==== RECORDS FOR THE TASK

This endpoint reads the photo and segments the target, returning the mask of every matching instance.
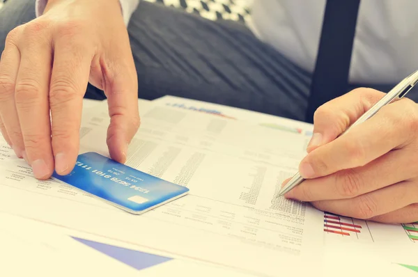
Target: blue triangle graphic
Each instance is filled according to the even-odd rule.
[[[172,260],[148,253],[127,249],[72,237],[74,239],[138,270],[144,269]]]

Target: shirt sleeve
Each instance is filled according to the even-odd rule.
[[[121,6],[122,7],[122,14],[123,15],[123,22],[125,25],[127,26],[132,13],[139,3],[139,0],[119,0]],[[36,17],[40,16],[45,9],[48,0],[36,0]]]

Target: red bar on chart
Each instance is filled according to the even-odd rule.
[[[350,234],[348,234],[348,232],[339,232],[339,231],[336,231],[336,230],[334,230],[324,229],[324,232],[332,232],[334,234],[339,234],[339,235],[344,235],[344,236],[349,236],[350,235]]]
[[[334,228],[334,229],[343,230],[344,231],[349,231],[349,232],[360,232],[359,230],[346,228],[343,228],[343,227],[335,226],[335,225],[329,225],[329,224],[324,224],[324,227],[327,227],[329,228]]]
[[[338,216],[327,216],[327,215],[325,215],[324,217],[325,219],[335,219],[335,220],[339,220],[339,217]]]
[[[355,228],[360,228],[360,229],[362,228],[362,226],[360,226],[359,225],[346,223],[345,222],[333,221],[332,220],[327,220],[327,219],[324,220],[324,222],[326,222],[327,223],[341,224],[341,225],[343,225],[344,226],[353,227]]]

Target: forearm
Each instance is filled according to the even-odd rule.
[[[126,26],[127,26],[132,13],[137,9],[139,1],[140,0],[119,0],[122,8],[122,13],[123,15],[123,22]],[[36,0],[36,12],[37,17],[43,13],[47,2],[48,0]]]

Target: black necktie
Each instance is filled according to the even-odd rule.
[[[323,104],[347,93],[360,0],[327,0],[306,120]]]

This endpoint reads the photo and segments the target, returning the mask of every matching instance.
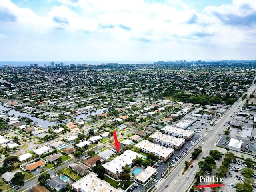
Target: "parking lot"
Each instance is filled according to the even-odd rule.
[[[223,157],[224,157],[224,156],[223,156]],[[240,163],[238,161],[240,161]],[[217,161],[216,165],[217,167],[219,167],[221,165],[221,160]],[[246,167],[246,165],[245,165],[244,162],[240,160],[238,160],[236,163],[234,162],[231,163],[230,166],[228,168],[228,172],[226,173],[225,177],[223,178],[223,183],[225,185],[221,187],[219,191],[235,192],[236,191],[234,187],[236,183],[242,182],[243,182],[243,180],[246,182],[246,178],[241,174],[242,169]],[[252,168],[254,171],[254,173],[256,173],[255,168]],[[216,172],[216,170],[213,169],[211,175],[206,173],[204,176],[205,177],[209,177],[210,178],[212,178],[212,176],[215,175]],[[242,177],[242,178],[241,177],[241,176]],[[254,177],[256,178],[256,175]],[[251,184],[252,185],[254,190],[256,191],[256,184],[255,184],[256,180],[254,177],[251,177],[250,179],[252,180],[252,183]],[[200,185],[209,184],[209,183],[208,182],[202,182],[200,184]],[[255,188],[254,188],[254,187]],[[211,192],[212,190],[210,188],[206,188],[205,191],[206,192]]]
[[[147,188],[149,189],[151,186],[154,186],[157,182],[155,181],[151,180],[151,182],[148,182],[145,186],[140,184],[138,182],[135,182],[133,183],[132,186],[131,186],[129,188],[128,188],[126,191],[128,192],[140,192],[141,191],[145,191],[145,189]]]

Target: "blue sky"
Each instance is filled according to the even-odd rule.
[[[254,0],[1,0],[0,60],[256,59]]]

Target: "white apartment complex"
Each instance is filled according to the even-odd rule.
[[[156,132],[150,136],[154,139],[154,141],[161,145],[164,144],[173,149],[178,150],[185,144],[185,139],[176,138],[160,132]]]
[[[106,170],[106,173],[111,176],[117,178],[123,171],[122,167],[125,166],[126,164],[130,166],[132,164],[132,160],[136,157],[142,157],[143,156],[140,154],[128,150],[125,151],[122,154],[115,158],[113,160],[102,165]],[[117,171],[118,174],[116,174]]]
[[[171,125],[167,125],[162,128],[162,130],[165,134],[171,135],[173,137],[183,138],[189,140],[195,134],[194,131],[178,128]]]
[[[174,153],[173,149],[163,147],[145,140],[137,143],[134,146],[140,148],[142,151],[146,153],[154,153],[160,159],[164,161],[166,161]]]
[[[73,191],[76,192],[124,192],[120,188],[116,189],[106,181],[97,177],[97,175],[91,172],[72,186]]]

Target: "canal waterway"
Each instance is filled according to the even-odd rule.
[[[10,111],[8,113],[8,114],[9,115],[14,115],[15,117],[18,117],[18,116],[20,116],[22,117],[26,117],[29,118],[30,119],[33,120],[34,122],[37,121],[38,122],[38,125],[41,126],[44,129],[48,129],[48,127],[49,126],[52,126],[54,125],[56,125],[60,123],[60,121],[67,122],[70,120],[70,119],[68,118],[62,120],[62,121],[50,121],[43,119],[41,119],[41,118],[38,118],[38,117],[36,117],[34,116],[31,116],[30,114],[24,113],[19,111],[16,111],[10,108],[7,108],[7,107],[0,104],[0,111],[6,111],[7,110],[9,110]],[[81,118],[82,118],[83,119],[88,118],[90,115],[95,116],[101,113],[103,113],[104,110],[108,111],[108,108],[105,107],[98,109],[90,112],[87,112],[74,116],[74,118],[76,120],[78,121]]]

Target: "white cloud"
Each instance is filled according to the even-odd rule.
[[[63,38],[67,44],[73,40],[79,46],[90,46],[90,52],[108,47],[114,50],[119,46],[126,50],[124,53],[138,46],[149,51],[154,46],[162,50],[158,54],[162,54],[170,49],[182,52],[184,46],[217,49],[224,45],[239,48],[256,43],[255,1],[236,0],[219,7],[208,6],[202,12],[178,0],[150,1],[58,0],[56,4],[48,0],[46,2],[51,10],[42,14],[3,0],[0,1],[0,13],[3,10],[7,14],[2,22],[0,18],[0,22],[10,32],[20,30],[25,34],[27,30],[28,34],[34,32],[35,36],[42,35],[42,42],[44,38],[55,43]],[[11,27],[7,24],[10,22],[15,24]],[[119,55],[125,54],[122,50],[118,52]]]

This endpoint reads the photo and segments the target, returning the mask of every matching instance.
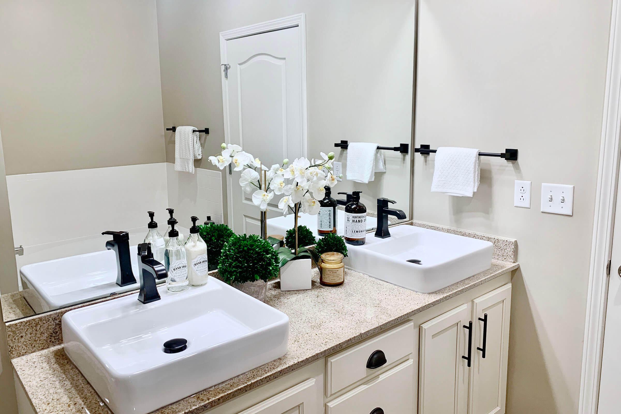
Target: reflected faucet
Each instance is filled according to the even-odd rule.
[[[114,250],[117,256],[117,284],[127,286],[136,282],[132,271],[132,259],[129,255],[129,233],[127,232],[104,232],[112,240],[106,242],[106,248]]]
[[[378,228],[375,230],[375,236],[380,238],[390,237],[388,231],[388,216],[394,215],[399,220],[406,218],[406,213],[402,210],[389,209],[388,203],[394,204],[392,200],[384,197],[378,199]]]
[[[166,279],[167,273],[164,265],[153,259],[150,243],[142,243],[138,245],[138,268],[140,279],[140,292],[138,300],[143,304],[150,304],[159,300],[157,291],[157,281]]]

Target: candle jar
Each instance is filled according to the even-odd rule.
[[[345,280],[345,265],[343,264],[343,254],[327,251],[321,255],[319,283],[324,286],[339,286]]]

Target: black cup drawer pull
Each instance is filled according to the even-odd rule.
[[[384,351],[378,349],[369,357],[368,361],[366,361],[366,367],[369,369],[375,369],[386,363],[386,356],[384,354]],[[379,410],[379,411],[376,413],[375,410]],[[376,408],[375,410],[371,412],[371,414],[379,414],[384,412],[381,408]]]

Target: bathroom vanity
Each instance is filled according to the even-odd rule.
[[[271,282],[266,302],[289,318],[286,354],[153,412],[504,413],[515,241],[413,224],[489,242],[491,267],[428,294],[351,269],[338,287],[319,285],[317,269],[310,290]],[[131,297],[81,306],[88,315]],[[21,414],[112,412],[67,356],[60,322],[71,310],[7,324]],[[145,398],[165,395],[165,384]]]

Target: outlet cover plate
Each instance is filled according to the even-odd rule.
[[[530,208],[530,181],[515,180],[513,205],[524,209]]]
[[[542,212],[573,215],[574,186],[563,184],[542,184]]]

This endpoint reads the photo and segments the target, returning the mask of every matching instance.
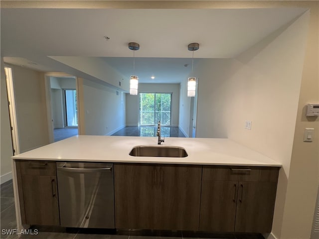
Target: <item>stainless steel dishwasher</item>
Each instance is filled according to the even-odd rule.
[[[115,228],[113,164],[57,162],[62,227]]]

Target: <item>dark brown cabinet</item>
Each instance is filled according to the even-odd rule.
[[[271,231],[279,168],[203,166],[199,230]]]
[[[19,199],[20,205],[23,205],[21,207],[22,222],[59,226],[55,162],[21,160],[17,161],[16,165],[19,197],[23,195]]]
[[[201,166],[115,165],[118,229],[196,231]]]

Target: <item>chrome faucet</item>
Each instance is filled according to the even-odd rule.
[[[164,142],[164,139],[160,138],[160,121],[159,121],[158,123],[158,132],[156,133],[156,135],[159,136],[158,144],[160,144],[162,142]]]

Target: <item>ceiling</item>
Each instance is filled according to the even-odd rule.
[[[191,70],[189,43],[199,43],[195,62],[233,58],[306,10],[1,8],[1,55],[8,63],[56,72],[68,68],[48,56],[101,57],[128,76],[133,56],[128,43],[136,42],[140,82],[180,82]]]

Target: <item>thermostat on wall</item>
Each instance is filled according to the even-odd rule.
[[[307,106],[307,116],[319,116],[319,104],[308,104]]]

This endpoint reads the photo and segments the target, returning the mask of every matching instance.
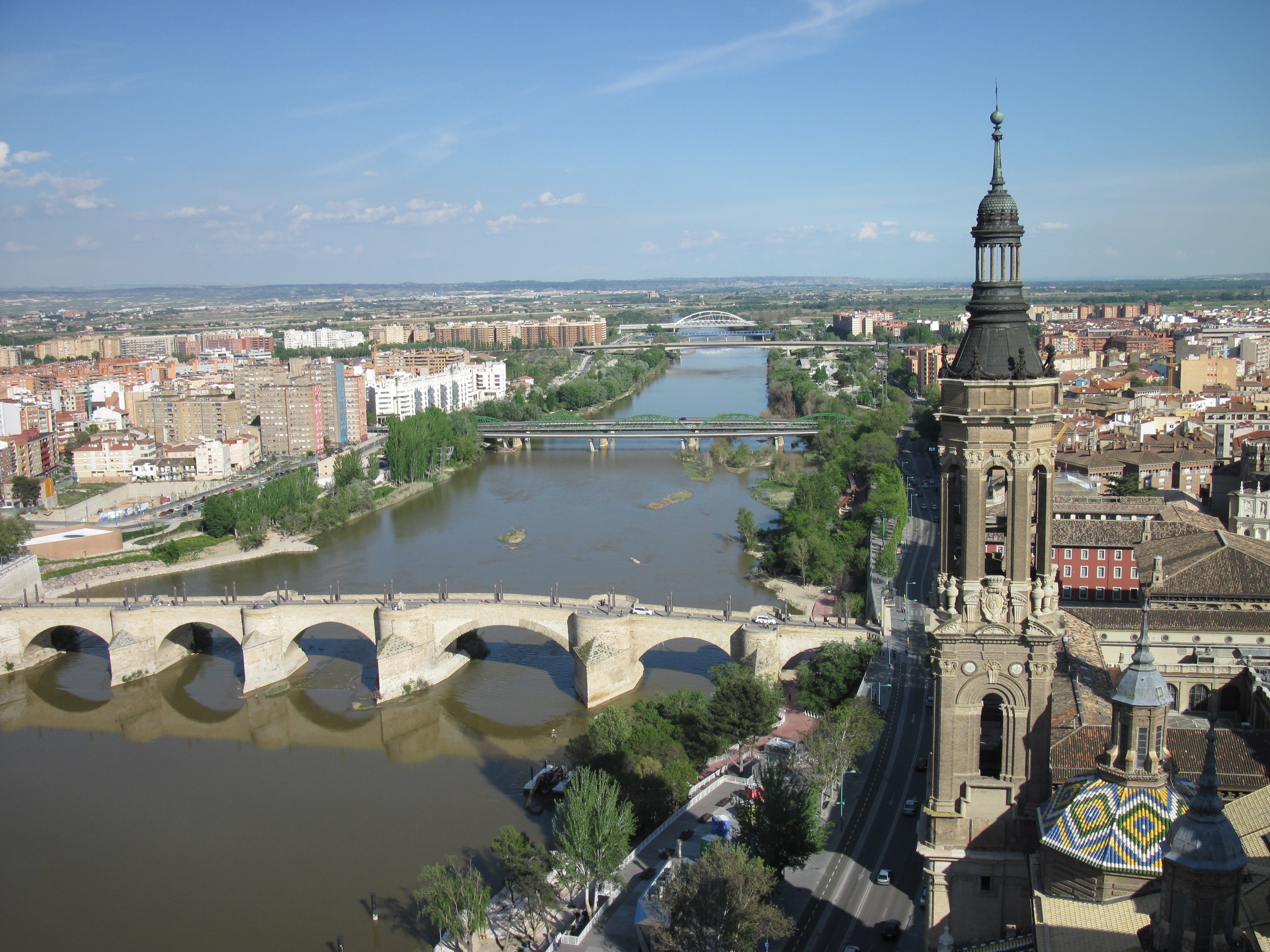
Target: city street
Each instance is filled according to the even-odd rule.
[[[908,473],[925,484],[933,479],[925,443],[900,439],[900,462]],[[874,753],[861,763],[861,773],[847,783],[846,824],[838,819],[829,849],[809,864],[820,871],[810,901],[798,916],[795,934],[785,941],[785,952],[842,952],[856,947],[861,952],[898,947],[903,952],[923,948],[923,909],[918,900],[923,889],[922,862],[916,852],[926,795],[926,773],[916,769],[918,758],[930,754],[931,710],[926,707],[928,674],[922,663],[926,638],[922,631],[923,608],[908,602],[900,613],[904,593],[925,599],[931,574],[937,567],[937,487],[922,486],[913,500],[914,517],[904,536],[900,569],[895,576],[895,612],[890,637],[883,655],[893,649],[893,663],[883,668],[893,687],[881,694],[886,726]],[[927,508],[921,509],[925,501]],[[912,584],[909,584],[912,583]],[[872,671],[878,670],[875,664]],[[904,816],[906,800],[916,800],[918,812]],[[819,862],[818,862],[819,861]],[[890,883],[876,882],[878,871],[890,871]],[[804,875],[805,876],[805,875]],[[798,876],[790,877],[789,887]],[[787,889],[789,889],[787,887]],[[881,937],[880,923],[898,919],[902,933],[897,941]]]

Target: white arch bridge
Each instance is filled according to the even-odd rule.
[[[640,658],[669,638],[709,642],[757,674],[775,677],[803,651],[867,636],[857,626],[794,623],[770,630],[698,608],[640,616],[608,607],[606,599],[556,599],[552,604],[532,595],[476,593],[444,600],[398,594],[391,600],[297,602],[290,593],[273,593],[250,604],[208,599],[131,609],[118,602],[79,605],[58,599],[0,611],[0,664],[11,671],[47,661],[58,654],[55,630],[67,626],[107,644],[110,684],[123,684],[190,655],[190,625],[202,623],[221,628],[241,646],[246,694],[286,680],[304,666],[300,637],[316,625],[337,622],[375,644],[380,697],[391,699],[437,684],[462,668],[469,658],[455,649],[460,636],[503,625],[527,628],[565,647],[574,658],[574,693],[593,707],[635,688],[644,677]],[[629,597],[617,599],[632,604]]]

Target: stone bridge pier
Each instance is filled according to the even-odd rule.
[[[559,605],[525,595],[456,595],[432,602],[403,595],[378,602],[197,603],[127,611],[105,604],[41,604],[0,612],[0,663],[6,670],[34,668],[57,655],[53,632],[71,626],[100,637],[109,650],[110,684],[146,678],[192,654],[190,625],[212,625],[243,649],[244,694],[290,678],[306,656],[298,640],[325,622],[344,625],[375,645],[381,699],[438,684],[470,660],[457,640],[479,628],[511,626],[544,635],[574,658],[574,692],[587,707],[632,691],[644,677],[644,652],[671,638],[718,646],[761,677],[775,678],[795,655],[829,640],[853,640],[861,630],[781,626],[754,628],[701,609],[674,616],[602,611],[592,602]],[[399,609],[398,605],[401,605]],[[759,609],[754,609],[759,611]],[[697,617],[686,617],[687,614]]]

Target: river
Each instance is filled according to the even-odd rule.
[[[605,415],[759,413],[765,352],[685,355]],[[617,592],[660,604],[738,609],[770,602],[744,579],[737,509],[758,473],[686,477],[677,443],[535,442],[488,453],[431,491],[315,539],[319,550],[187,572],[190,594],[240,597],[282,585],[325,594],[453,592],[564,595]],[[677,490],[692,498],[645,505]],[[497,541],[513,526],[527,537]],[[173,579],[141,593],[170,593]],[[178,583],[179,584],[179,583]],[[122,589],[121,589],[122,592]],[[98,593],[94,593],[98,594]],[[108,594],[103,589],[100,597]],[[196,655],[109,688],[104,642],[83,637],[30,670],[0,675],[0,935],[20,949],[415,949],[427,934],[410,890],[424,863],[475,853],[512,824],[538,840],[549,807],[519,787],[585,729],[573,660],[538,635],[486,628],[491,654],[408,701],[354,710],[375,689],[375,651],[342,626],[311,628],[298,685],[241,696],[241,655],[225,637]],[[649,651],[640,687],[617,703],[678,687],[709,688],[728,658],[677,640]],[[552,736],[552,731],[555,736]],[[377,928],[364,904],[380,897]]]

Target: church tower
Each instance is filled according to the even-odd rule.
[[[940,373],[940,569],[927,614],[935,727],[926,826],[927,948],[1030,922],[1024,850],[1050,796],[1049,699],[1059,637],[1050,560],[1059,380],[1036,354],[1019,207],[992,113],[969,330]]]

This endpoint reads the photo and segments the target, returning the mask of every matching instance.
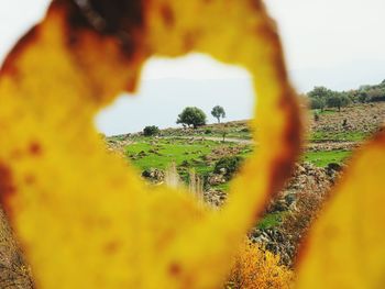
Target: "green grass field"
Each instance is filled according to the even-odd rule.
[[[364,132],[312,132],[309,135],[310,142],[324,142],[324,141],[333,141],[333,142],[361,142],[364,141],[369,136],[367,133]]]
[[[165,169],[172,163],[176,166],[195,168],[198,174],[209,171],[204,157],[220,144],[211,141],[160,140],[157,142],[140,142],[127,147],[127,155],[141,170],[148,168]]]

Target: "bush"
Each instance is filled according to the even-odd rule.
[[[160,133],[160,129],[155,125],[151,125],[151,126],[145,126],[143,129],[143,135],[144,136],[152,136],[152,135],[156,135]]]
[[[245,241],[235,257],[226,288],[288,289],[293,280],[293,271],[279,266],[279,256]]]
[[[178,115],[176,123],[197,129],[198,126],[206,124],[206,118],[207,116],[202,110],[195,107],[188,107]]]
[[[224,169],[226,176],[230,178],[239,170],[242,163],[243,158],[240,156],[222,157],[217,162],[213,173],[220,174]]]
[[[324,109],[324,100],[321,98],[310,98],[310,109],[311,110],[323,110]]]

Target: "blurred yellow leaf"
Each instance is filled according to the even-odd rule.
[[[385,134],[356,154],[312,227],[297,288],[385,287]]]
[[[220,212],[150,190],[92,125],[148,57],[191,51],[245,67],[258,95],[260,146]],[[37,288],[220,287],[299,151],[279,38],[257,0],[56,0],[0,77],[0,193]]]

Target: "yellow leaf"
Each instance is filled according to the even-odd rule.
[[[381,133],[349,165],[305,244],[297,288],[384,288],[384,147]]]
[[[148,57],[191,51],[245,67],[258,95],[260,146],[220,212],[150,190],[92,125]],[[0,192],[43,289],[220,287],[299,151],[279,38],[257,0],[56,0],[8,56],[0,102]]]

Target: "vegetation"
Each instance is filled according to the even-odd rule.
[[[198,109],[196,107],[188,107],[185,108],[178,115],[176,123],[197,129],[198,126],[206,124],[206,119],[207,116],[201,109]]]
[[[218,120],[218,123],[221,122],[221,118],[226,118],[224,109],[220,105],[216,105],[211,110],[211,115],[215,116]]]
[[[160,129],[155,125],[145,126],[143,129],[144,136],[153,136],[153,135],[157,135],[158,133],[160,133]]]
[[[321,151],[321,152],[306,152],[304,159],[310,162],[318,167],[326,167],[330,163],[342,164],[349,156],[349,151]]]
[[[227,288],[292,288],[293,271],[279,265],[279,256],[245,241],[239,249]]]
[[[359,89],[349,91],[333,91],[326,87],[315,87],[307,93],[309,107],[312,110],[321,110],[326,107],[341,108],[350,103],[365,103],[385,101],[385,80],[374,86],[361,86]]]
[[[232,177],[240,168],[243,163],[243,158],[240,156],[227,156],[219,159],[215,167],[216,174],[221,174],[222,171],[227,177]]]

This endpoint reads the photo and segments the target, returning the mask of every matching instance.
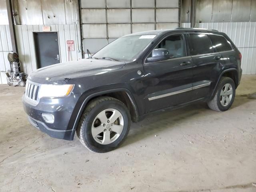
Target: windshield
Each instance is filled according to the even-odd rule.
[[[131,35],[121,37],[100,50],[92,58],[131,61],[136,58],[156,36]]]

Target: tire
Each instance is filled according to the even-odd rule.
[[[130,122],[129,111],[122,102],[112,97],[101,97],[90,102],[86,108],[76,134],[82,144],[89,150],[104,153],[116,149],[124,141],[128,134]],[[102,132],[96,134],[101,131]]]
[[[229,77],[222,77],[218,84],[214,97],[208,102],[208,106],[215,111],[226,111],[232,105],[235,95],[236,86],[234,80]]]
[[[18,85],[19,85],[19,86],[20,86],[21,87],[24,87],[24,86],[26,86],[26,84],[25,84],[25,82],[24,82],[22,80],[19,81]]]

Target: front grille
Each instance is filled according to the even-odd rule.
[[[38,99],[38,95],[39,86],[31,82],[27,81],[26,85],[25,95],[26,97],[32,102],[36,102]]]

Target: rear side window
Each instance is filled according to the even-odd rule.
[[[220,35],[210,35],[213,47],[215,48],[217,51],[226,51],[232,50],[229,43],[226,38]]]
[[[190,34],[190,51],[191,55],[213,52],[212,42],[205,34]]]

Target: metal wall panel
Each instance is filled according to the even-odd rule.
[[[8,25],[6,0],[0,0],[0,25]]]
[[[252,0],[250,21],[256,21],[256,1]]]
[[[182,0],[180,8],[180,22],[188,23],[190,22],[190,0]]]
[[[40,2],[38,3],[38,0],[18,0],[18,14],[20,15],[20,20],[22,24],[44,24]]]
[[[214,0],[212,19],[212,22],[230,22],[231,19],[232,1],[232,0]]]
[[[88,55],[86,50],[88,49],[91,53],[95,53],[108,44],[107,39],[84,39],[83,40],[84,50],[85,52],[85,57]]]
[[[179,2],[179,0],[81,0],[84,55],[87,56],[87,48],[94,53],[106,43],[131,32],[177,27]],[[102,10],[101,13],[90,10],[97,8],[100,8],[98,10]]]
[[[44,24],[66,24],[63,0],[41,0]]]
[[[77,0],[16,1],[18,5],[15,4],[13,6],[18,14],[14,17],[17,24],[48,25],[79,23]]]
[[[226,33],[242,54],[243,74],[256,74],[256,22],[202,23],[198,27]]]
[[[155,25],[153,23],[134,23],[132,24],[132,33],[150,31],[154,29]]]
[[[42,31],[43,26],[25,25],[15,26],[22,71],[27,74],[36,69],[33,32]],[[51,25],[50,26],[52,31],[56,31],[58,33],[61,62],[68,61],[69,54],[70,60],[81,58],[81,41],[77,37],[79,25]],[[75,51],[68,52],[66,43],[67,40],[74,40]]]
[[[179,7],[178,0],[156,0],[156,7],[162,8],[176,8]]]
[[[116,38],[131,33],[130,24],[108,24],[108,37]]]
[[[198,23],[256,21],[255,0],[196,0],[195,7]]]
[[[82,8],[105,8],[105,0],[81,0]]]
[[[104,23],[106,22],[105,9],[82,9],[82,23]]]
[[[178,9],[158,9],[156,10],[156,22],[178,22]]]
[[[132,10],[132,22],[154,23],[155,21],[154,10],[150,9]]]
[[[9,25],[0,25],[0,71],[6,71],[10,69],[7,54],[12,50]],[[0,84],[7,83],[5,74],[0,72]]]
[[[108,9],[107,11],[108,23],[130,23],[131,22],[131,11],[130,9]]]
[[[178,27],[178,23],[157,23],[156,29],[173,29]]]
[[[78,1],[77,0],[64,0],[65,1],[65,24],[79,23]]]
[[[133,8],[154,8],[154,0],[132,0],[132,5]]]
[[[83,25],[84,38],[106,38],[106,24],[86,24]]]
[[[129,8],[130,0],[107,0],[108,8]]]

========

Copy out the lines above again, beginning at the line that has "Target: candle jar" and stopping after the line that has "[[[201,166],[115,165],[118,229],[196,231]]]", with every outline coordinate shifted up by 5. Keep every other line as it is, and leave the pictures out of your answer.

WRITTEN SOLUTION ->
Target: candle jar
Each instance is filled according to the even-odd rule.
[[[350,285],[350,270],[348,269],[348,259],[332,256],[326,260],[324,288],[329,291],[344,291]]]

Target: black cup drawer pull
Each instance is filled according to the even-odd rule.
[[[389,356],[383,354],[374,362],[373,366],[371,366],[371,372],[374,374],[380,374],[391,368],[391,361],[389,359]],[[384,415],[384,416],[381,418],[380,415]],[[381,413],[380,415],[376,417],[376,419],[384,419],[389,417],[386,413]]]

Target: bathroom vanity
Each instance is filled according to the even-odd rule.
[[[276,287],[271,307],[294,323],[291,359],[158,417],[509,418],[520,246],[418,229],[494,247],[496,272],[433,299],[356,274],[343,292],[324,290],[322,274],[315,295]],[[136,302],[86,311],[93,320]],[[26,419],[117,417],[72,361],[65,327],[76,315],[12,329]],[[150,403],[170,400],[170,389]]]

Target: outlet cover plate
Each instance is filled according to the even-odd rule.
[[[535,213],[535,186],[520,185],[518,210],[529,214]]]
[[[547,217],[578,220],[579,191],[568,189],[547,189]]]

This endpoint reads the photo and segments the target, returning the mask of every matching instance.
Target: <item>stainless steel dishwasher</item>
Each instance is filled according to the even-odd rule.
[[[120,233],[118,169],[62,167],[67,232]]]

Target: <item>dark brown cabinet</item>
Each instance is filled according to the even-odd rule.
[[[276,236],[284,173],[208,171],[204,235]]]
[[[24,204],[25,210],[28,210],[26,212],[27,227],[64,231],[60,167],[26,165],[22,166],[21,170],[24,202],[28,200]]]
[[[206,171],[120,170],[123,234],[201,236]]]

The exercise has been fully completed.